Stated goal: Count the lines of the listing below that contain the string "headpiece", treating uppercase and lowercase as different. Reply with the number alone.

Dataset rows on where objects appear in images:
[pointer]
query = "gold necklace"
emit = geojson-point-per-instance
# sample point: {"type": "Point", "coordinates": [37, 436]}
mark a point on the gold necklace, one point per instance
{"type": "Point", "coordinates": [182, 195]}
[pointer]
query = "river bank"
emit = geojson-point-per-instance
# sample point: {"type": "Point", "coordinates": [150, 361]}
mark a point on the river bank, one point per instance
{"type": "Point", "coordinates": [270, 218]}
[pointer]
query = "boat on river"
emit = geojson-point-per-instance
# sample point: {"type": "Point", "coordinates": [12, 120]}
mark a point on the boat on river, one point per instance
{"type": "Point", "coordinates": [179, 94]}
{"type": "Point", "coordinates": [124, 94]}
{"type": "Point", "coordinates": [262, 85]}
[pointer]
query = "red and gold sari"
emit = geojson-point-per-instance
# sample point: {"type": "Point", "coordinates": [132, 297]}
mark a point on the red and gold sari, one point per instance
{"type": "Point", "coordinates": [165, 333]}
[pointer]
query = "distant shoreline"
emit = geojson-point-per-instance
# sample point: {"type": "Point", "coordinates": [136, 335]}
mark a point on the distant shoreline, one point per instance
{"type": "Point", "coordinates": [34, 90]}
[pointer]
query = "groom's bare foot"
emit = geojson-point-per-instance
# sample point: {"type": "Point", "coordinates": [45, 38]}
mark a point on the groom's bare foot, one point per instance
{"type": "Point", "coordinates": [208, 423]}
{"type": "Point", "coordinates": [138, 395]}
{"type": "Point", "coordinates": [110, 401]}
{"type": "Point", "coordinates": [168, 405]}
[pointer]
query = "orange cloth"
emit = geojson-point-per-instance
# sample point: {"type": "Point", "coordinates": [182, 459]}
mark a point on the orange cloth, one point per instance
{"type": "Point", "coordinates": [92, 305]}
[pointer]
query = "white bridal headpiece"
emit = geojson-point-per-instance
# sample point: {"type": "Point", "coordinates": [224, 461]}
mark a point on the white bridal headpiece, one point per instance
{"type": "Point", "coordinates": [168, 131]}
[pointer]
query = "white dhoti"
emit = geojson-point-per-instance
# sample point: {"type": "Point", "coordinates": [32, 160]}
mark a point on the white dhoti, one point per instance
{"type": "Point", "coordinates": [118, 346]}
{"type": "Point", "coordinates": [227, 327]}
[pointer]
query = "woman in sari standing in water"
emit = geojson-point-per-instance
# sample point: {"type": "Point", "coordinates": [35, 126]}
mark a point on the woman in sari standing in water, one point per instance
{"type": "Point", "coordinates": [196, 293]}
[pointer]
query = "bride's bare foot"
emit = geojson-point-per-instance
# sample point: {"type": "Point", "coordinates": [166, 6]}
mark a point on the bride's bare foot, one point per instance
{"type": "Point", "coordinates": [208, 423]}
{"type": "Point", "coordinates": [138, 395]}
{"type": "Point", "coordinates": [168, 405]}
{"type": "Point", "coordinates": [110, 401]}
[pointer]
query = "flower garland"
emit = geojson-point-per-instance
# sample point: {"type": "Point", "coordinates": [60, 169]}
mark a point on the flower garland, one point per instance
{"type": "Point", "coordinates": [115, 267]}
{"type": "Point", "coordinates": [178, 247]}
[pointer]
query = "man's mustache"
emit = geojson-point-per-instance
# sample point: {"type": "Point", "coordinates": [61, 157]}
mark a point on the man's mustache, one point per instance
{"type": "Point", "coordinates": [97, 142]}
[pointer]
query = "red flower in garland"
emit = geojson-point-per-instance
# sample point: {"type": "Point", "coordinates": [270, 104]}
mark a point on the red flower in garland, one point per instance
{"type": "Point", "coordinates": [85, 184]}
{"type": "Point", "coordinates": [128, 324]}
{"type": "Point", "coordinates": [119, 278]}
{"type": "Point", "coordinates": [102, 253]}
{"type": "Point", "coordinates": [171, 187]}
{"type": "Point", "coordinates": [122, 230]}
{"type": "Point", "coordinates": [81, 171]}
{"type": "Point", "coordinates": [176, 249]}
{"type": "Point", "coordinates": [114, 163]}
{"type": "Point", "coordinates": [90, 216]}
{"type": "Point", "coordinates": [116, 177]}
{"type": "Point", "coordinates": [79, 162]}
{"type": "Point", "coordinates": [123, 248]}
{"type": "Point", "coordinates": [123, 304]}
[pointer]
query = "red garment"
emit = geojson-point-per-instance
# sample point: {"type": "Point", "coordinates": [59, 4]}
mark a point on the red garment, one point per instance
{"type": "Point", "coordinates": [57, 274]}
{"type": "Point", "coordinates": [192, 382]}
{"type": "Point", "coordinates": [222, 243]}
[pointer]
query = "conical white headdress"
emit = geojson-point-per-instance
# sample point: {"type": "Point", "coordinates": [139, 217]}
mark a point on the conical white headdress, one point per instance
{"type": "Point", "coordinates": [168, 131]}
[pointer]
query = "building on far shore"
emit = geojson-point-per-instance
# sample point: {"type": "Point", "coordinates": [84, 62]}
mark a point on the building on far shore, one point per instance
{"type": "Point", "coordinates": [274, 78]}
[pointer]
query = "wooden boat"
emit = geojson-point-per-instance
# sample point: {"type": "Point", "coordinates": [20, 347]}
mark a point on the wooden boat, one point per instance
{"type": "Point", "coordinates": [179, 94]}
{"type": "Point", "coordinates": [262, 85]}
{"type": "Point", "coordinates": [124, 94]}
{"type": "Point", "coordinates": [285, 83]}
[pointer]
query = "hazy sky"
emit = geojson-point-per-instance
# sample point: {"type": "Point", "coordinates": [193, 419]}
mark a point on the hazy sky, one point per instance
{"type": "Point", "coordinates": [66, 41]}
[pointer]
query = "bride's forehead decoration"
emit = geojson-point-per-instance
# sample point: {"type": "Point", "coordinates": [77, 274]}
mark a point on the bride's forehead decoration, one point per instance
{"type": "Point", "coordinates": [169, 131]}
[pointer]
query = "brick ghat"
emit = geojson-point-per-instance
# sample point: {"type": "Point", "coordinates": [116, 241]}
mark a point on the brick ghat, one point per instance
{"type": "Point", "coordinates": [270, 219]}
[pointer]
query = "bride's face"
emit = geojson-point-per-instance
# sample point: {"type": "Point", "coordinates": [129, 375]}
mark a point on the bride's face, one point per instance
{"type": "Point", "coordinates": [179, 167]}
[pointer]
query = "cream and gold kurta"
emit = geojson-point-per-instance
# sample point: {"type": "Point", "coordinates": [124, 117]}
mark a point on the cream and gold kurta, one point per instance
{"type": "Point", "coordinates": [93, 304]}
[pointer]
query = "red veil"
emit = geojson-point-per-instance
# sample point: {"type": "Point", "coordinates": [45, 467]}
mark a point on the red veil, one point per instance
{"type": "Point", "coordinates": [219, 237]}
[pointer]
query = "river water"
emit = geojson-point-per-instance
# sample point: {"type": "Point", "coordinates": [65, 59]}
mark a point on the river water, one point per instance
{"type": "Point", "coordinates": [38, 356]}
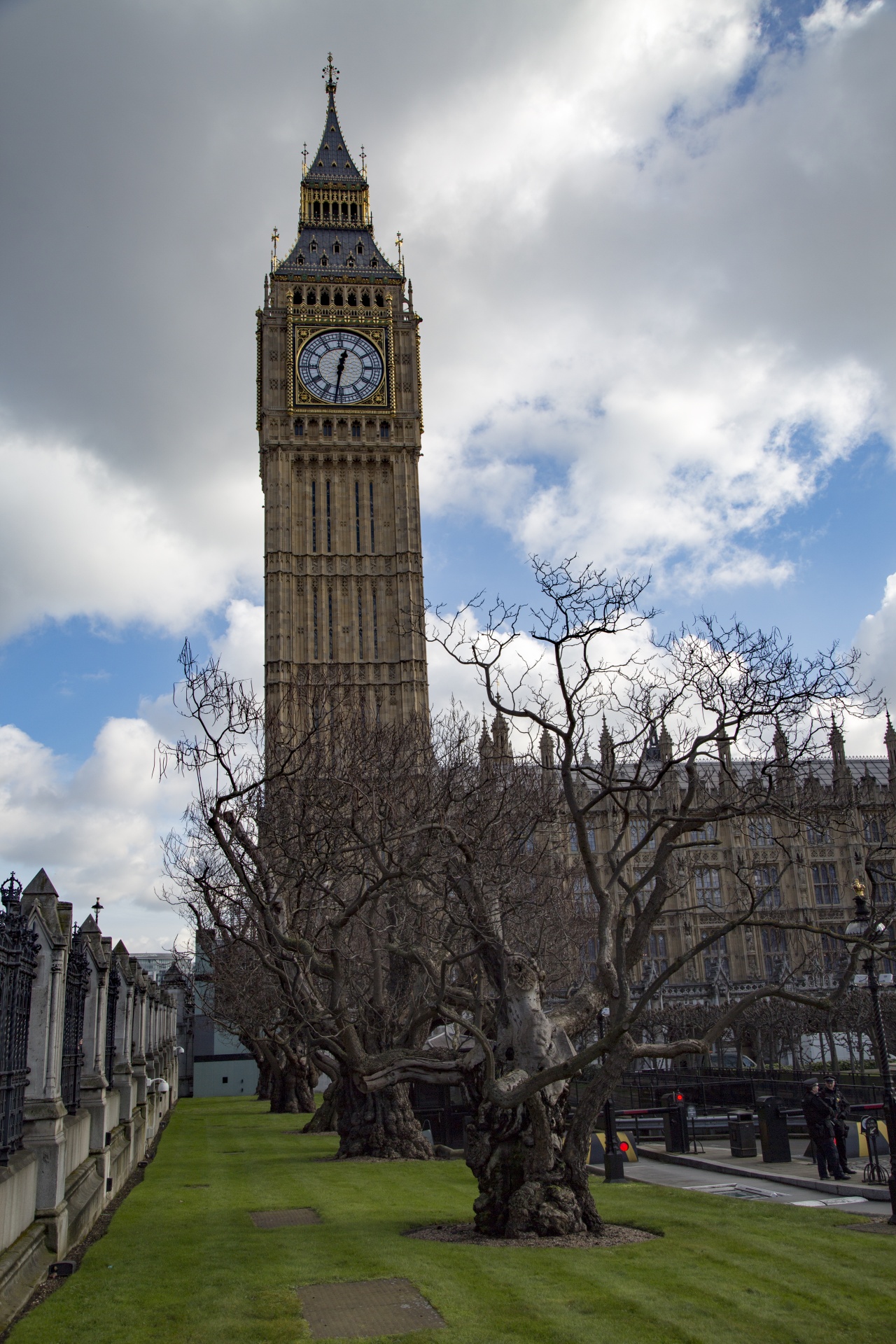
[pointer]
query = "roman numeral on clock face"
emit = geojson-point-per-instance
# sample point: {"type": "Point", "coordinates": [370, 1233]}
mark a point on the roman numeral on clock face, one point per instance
{"type": "Point", "coordinates": [340, 368]}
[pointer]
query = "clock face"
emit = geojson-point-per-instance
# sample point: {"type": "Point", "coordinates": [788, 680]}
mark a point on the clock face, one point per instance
{"type": "Point", "coordinates": [340, 368]}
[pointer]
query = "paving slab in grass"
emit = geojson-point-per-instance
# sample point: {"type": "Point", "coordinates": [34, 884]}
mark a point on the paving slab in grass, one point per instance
{"type": "Point", "coordinates": [267, 1219]}
{"type": "Point", "coordinates": [365, 1310]}
{"type": "Point", "coordinates": [887, 1228]}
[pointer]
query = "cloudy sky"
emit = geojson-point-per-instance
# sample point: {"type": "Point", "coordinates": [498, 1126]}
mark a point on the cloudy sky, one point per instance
{"type": "Point", "coordinates": [652, 246]}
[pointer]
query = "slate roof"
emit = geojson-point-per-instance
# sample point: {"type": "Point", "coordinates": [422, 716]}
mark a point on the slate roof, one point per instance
{"type": "Point", "coordinates": [332, 162]}
{"type": "Point", "coordinates": [821, 771]}
{"type": "Point", "coordinates": [314, 269]}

Final result: 2